:: Given passage ::
┄┄┄┄┄┄┄┄┄┄
This reminds me of a time when my oldest dane was 6 months old. We were at a large public park that was basically a paved walking trail around a man-made lake, and allowed off-leash times in the mornings. It was widely posted that there were off-leash times and when they were.

My dog was, naturally, off-leash. An older man came toward the lake with his (presumably) young grandson; he was carrying fishing poles (which was allowed also). Shamrock loves kids and walked (not ran) toward the boy with his tail wagging. i wouldn't say he was totally calm but he was nowhere near wild. Sham didn't get within 15 feet of the pair when the old man started yelling and tried to block the boy with his body. Now, i appreciate that this is a great dane and even at 6 months old he was very large, but there was nothing in Sham's behavior that was even remotely aggressive, nor was it even physical. i hadn't had a chance to even call Sham to me, and he had good recall even then. 

But the man was yelling things like, "Get that expletive dog away from me!" "Get your expletive dog on a leash NOW!" "I'm going to kill that expletive dog if you don't get him right now!" By this time of course calling the dog from 50 feet away wouldn't have done anything because he was confused by the behavior. The man was not threatening Sham with the fishing poles, but he was flailing them wildly, and just very much overreacting. i got within 20 feet, called Sham to me, he came running, i got him on a leash, and i calmly apologized to the man that my dog scared him but that he was just approaching in a friendly way. He swore at me that my dog needed to be on an expletive leash, blah blah blah. "Sir, this area is off-leash until noon, and i've done nothing wrong." Like that would work.

Not to mention that the dogs were mostly in one area of the park, and the man and boy could have seen all the dogs before walking toward us. i feel so bad for that kid, who will probably be traumatized by dogs for the rest of his life. i wouldn't be surprised if he thinks he was "attacked" by a great dane now. He was only about 4 or 5.

By the way, i went right to the park rangers and told them what happened. They told me the next week he'd complained and they'd explained to him the rules.
┄┄┄┄┄┄┄┄┄┄
:: Supplied information ::

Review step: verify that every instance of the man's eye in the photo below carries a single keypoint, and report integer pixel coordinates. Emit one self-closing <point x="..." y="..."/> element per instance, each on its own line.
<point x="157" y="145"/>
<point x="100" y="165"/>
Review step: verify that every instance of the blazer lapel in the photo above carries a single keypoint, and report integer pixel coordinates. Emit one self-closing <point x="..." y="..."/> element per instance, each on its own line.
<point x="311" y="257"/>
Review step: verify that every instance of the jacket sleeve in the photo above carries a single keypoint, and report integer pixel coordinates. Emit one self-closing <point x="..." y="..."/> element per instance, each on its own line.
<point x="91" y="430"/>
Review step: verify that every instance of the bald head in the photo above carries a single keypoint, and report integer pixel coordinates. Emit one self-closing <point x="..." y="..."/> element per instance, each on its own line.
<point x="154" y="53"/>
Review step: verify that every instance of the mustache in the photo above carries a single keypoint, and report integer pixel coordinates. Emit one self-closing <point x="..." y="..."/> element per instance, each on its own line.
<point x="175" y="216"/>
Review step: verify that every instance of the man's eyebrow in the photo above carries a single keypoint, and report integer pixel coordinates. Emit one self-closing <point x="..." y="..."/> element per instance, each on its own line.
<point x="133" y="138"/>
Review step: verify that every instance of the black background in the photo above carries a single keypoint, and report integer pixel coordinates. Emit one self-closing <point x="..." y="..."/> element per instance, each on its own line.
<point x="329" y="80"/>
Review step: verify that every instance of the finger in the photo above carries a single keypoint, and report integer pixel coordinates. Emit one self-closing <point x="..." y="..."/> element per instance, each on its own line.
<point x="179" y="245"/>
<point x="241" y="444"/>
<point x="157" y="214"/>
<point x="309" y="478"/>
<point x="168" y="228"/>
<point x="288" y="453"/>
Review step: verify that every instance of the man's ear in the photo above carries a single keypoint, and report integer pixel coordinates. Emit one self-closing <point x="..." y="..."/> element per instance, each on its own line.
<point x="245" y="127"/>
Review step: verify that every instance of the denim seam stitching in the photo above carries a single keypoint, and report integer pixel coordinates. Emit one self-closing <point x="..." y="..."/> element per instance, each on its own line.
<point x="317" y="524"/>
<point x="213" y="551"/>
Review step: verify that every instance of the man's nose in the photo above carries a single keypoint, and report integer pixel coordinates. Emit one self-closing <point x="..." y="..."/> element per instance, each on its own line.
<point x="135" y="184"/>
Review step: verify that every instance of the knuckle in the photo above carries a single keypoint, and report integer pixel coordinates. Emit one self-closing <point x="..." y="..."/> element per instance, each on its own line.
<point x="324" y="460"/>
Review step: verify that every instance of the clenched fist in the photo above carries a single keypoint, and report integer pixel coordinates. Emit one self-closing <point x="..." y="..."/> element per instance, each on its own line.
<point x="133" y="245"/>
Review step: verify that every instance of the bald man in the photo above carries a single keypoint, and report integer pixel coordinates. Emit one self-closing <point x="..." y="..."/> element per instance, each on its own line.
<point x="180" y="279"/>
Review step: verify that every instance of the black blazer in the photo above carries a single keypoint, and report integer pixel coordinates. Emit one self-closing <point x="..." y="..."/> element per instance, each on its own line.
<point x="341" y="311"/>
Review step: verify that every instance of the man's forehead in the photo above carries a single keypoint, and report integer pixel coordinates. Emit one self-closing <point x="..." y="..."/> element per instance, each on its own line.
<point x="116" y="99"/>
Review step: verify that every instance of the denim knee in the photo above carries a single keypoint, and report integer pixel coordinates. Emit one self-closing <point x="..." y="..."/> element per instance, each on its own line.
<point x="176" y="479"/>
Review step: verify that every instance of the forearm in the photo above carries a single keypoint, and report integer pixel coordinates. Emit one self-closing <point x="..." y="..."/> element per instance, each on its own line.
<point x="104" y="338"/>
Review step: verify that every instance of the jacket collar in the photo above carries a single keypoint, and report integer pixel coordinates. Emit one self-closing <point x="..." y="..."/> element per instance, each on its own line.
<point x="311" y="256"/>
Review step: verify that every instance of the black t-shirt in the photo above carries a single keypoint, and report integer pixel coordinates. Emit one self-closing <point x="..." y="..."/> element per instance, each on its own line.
┄┄┄┄┄┄┄┄┄┄
:: Problems to work on ::
A) Please repeat the Great Dane post word for word, starting with "Not to mention" and going on through "him the rules.".
B) Answer these questions using the Great Dane post:
(i) How old was the dog at the time of the park incident?
(ii) What was the older man carrying when he came toward the lake?
(iii) About how old was the boy?
The items have no connection to the Great Dane post.

:: Task results ::
A)
Not to mention that the dogs were mostly in one area of the park, and the man and boy could have seen all the dogs before walking toward us. i feel so bad for that kid, who will probably be traumatized by dogs for the rest of his life. i wouldn't be surprised if he thinks he was "attacked" by a great dane now. He was only about 4 or 5.

By the way, i went right to the park rangers and told them what happened. They told me the next week he'd complained and they'd explained to him the rules.

B)
(i) 6 months old
(ii) Fishing poles
(iii) About 4 or 5